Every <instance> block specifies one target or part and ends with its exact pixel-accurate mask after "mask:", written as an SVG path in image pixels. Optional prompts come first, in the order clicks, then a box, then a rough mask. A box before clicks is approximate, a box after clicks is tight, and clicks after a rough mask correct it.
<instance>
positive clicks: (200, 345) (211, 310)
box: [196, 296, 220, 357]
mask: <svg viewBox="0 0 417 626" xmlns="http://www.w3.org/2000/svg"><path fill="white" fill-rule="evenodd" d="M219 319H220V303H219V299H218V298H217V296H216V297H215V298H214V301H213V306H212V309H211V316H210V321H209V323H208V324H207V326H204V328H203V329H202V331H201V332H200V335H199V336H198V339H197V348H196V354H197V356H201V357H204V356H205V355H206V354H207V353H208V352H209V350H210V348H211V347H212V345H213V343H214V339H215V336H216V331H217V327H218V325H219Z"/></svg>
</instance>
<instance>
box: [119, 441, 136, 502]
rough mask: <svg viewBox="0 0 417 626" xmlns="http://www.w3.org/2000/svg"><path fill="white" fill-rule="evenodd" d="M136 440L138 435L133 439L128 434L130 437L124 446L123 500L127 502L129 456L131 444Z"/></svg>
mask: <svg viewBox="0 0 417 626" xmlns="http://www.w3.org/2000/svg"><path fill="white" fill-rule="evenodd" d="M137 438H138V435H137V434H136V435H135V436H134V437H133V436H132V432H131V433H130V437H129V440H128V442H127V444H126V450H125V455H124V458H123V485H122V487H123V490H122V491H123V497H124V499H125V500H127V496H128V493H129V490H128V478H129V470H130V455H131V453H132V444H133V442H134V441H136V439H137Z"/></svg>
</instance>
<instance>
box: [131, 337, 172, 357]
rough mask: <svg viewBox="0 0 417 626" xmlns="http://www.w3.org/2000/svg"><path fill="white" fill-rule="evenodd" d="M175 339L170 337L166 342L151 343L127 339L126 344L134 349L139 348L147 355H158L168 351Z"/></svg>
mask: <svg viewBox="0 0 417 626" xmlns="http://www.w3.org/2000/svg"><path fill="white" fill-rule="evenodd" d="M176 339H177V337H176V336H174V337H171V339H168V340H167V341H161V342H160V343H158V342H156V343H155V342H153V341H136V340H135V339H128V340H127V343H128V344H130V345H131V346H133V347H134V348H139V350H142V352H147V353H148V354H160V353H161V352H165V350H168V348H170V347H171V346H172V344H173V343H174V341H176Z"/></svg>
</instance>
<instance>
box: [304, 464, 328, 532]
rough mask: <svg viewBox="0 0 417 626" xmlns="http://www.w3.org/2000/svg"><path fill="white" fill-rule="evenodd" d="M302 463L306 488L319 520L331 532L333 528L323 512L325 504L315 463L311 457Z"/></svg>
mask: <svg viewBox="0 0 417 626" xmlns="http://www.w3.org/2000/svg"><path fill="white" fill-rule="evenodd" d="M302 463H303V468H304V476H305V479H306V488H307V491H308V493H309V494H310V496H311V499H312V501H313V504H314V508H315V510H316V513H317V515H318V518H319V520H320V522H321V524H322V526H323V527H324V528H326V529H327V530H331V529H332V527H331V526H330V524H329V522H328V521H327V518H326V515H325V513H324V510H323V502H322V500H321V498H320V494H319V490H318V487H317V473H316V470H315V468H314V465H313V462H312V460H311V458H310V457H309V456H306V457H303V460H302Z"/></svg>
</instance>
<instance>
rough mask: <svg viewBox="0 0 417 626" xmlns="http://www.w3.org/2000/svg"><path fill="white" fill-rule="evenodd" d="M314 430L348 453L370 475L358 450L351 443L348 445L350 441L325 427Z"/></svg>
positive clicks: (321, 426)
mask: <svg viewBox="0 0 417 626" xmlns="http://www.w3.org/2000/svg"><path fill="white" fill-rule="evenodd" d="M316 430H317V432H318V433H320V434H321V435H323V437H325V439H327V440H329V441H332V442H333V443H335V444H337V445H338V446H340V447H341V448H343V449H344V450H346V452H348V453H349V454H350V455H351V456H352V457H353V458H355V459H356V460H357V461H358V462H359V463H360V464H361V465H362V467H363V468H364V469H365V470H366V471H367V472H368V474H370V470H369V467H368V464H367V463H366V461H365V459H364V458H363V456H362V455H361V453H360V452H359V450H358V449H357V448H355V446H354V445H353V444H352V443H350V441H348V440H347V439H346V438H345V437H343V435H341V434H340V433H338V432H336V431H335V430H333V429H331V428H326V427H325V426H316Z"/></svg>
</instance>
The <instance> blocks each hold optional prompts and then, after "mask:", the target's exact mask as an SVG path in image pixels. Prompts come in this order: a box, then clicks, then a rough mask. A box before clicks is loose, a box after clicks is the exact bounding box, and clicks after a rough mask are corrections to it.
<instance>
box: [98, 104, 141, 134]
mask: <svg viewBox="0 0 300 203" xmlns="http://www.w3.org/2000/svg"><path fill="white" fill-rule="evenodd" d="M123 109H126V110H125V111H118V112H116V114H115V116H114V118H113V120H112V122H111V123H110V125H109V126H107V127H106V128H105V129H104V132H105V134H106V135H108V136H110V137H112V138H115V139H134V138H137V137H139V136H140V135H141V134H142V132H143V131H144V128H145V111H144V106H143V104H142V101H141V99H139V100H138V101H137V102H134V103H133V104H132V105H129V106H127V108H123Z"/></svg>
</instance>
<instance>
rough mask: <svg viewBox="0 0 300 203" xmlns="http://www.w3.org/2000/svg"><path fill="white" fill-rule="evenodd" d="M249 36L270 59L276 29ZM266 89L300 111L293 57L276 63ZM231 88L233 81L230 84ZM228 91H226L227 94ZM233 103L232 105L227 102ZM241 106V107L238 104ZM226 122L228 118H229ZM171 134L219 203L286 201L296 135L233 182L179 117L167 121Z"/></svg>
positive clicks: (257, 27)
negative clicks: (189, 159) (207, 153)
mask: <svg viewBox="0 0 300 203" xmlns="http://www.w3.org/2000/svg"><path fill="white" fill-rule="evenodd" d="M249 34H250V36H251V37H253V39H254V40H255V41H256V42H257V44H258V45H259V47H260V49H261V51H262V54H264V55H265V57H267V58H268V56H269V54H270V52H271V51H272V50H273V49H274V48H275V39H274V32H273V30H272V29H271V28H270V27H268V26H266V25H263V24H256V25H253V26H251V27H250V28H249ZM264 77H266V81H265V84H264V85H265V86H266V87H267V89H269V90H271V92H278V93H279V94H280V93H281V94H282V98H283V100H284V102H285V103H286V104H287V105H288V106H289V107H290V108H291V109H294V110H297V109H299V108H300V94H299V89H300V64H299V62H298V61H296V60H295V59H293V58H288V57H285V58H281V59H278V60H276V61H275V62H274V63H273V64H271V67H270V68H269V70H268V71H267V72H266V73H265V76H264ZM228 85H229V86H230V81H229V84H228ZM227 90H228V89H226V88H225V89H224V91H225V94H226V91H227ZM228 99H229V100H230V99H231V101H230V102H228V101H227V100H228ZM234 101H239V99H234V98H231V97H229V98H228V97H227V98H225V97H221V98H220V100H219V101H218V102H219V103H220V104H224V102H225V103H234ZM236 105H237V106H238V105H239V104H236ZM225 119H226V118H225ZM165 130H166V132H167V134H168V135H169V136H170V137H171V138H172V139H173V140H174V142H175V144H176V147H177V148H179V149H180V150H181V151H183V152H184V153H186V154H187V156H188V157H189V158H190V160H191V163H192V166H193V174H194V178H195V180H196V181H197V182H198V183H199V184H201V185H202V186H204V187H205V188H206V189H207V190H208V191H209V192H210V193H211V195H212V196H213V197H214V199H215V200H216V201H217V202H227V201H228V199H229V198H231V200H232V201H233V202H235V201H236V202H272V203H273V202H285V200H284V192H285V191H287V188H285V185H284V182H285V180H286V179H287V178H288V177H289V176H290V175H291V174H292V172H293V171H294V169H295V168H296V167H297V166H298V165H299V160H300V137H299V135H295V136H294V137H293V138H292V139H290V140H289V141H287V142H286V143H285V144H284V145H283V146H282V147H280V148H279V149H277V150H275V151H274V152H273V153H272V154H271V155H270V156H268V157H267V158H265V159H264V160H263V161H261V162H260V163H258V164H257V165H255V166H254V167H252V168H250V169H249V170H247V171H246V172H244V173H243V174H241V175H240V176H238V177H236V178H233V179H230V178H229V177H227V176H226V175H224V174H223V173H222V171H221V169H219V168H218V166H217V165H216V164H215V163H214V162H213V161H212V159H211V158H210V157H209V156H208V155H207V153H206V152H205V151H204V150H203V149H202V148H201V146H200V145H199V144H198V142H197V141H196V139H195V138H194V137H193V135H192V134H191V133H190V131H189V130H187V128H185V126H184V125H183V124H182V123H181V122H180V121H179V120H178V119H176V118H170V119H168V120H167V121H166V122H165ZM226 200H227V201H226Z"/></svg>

TASK OBJECTIVE:
If a line in the material contains "come", show it.

WRITTEN ANSWER:
Every <instance> block specifies one target or part and ends with its exact pixel-accurate mask after "mask:", written as an SVG path in image pixels. Optional prompts come first, in the order clicks, then a box, then a rough mask. A box before clicks is approximate, a box after clicks is tight, and clicks after a rough mask correct it.
The <instance> blocks each hold optional prompts and then, after "mask:", the target's exact mask as an SVG path in image pixels. Prompts come in this order: a box, then clicks, then a rough mask. A box before clicks is loose, a box after clicks is the exact bounding box, and clicks after a rough mask are corrections to it.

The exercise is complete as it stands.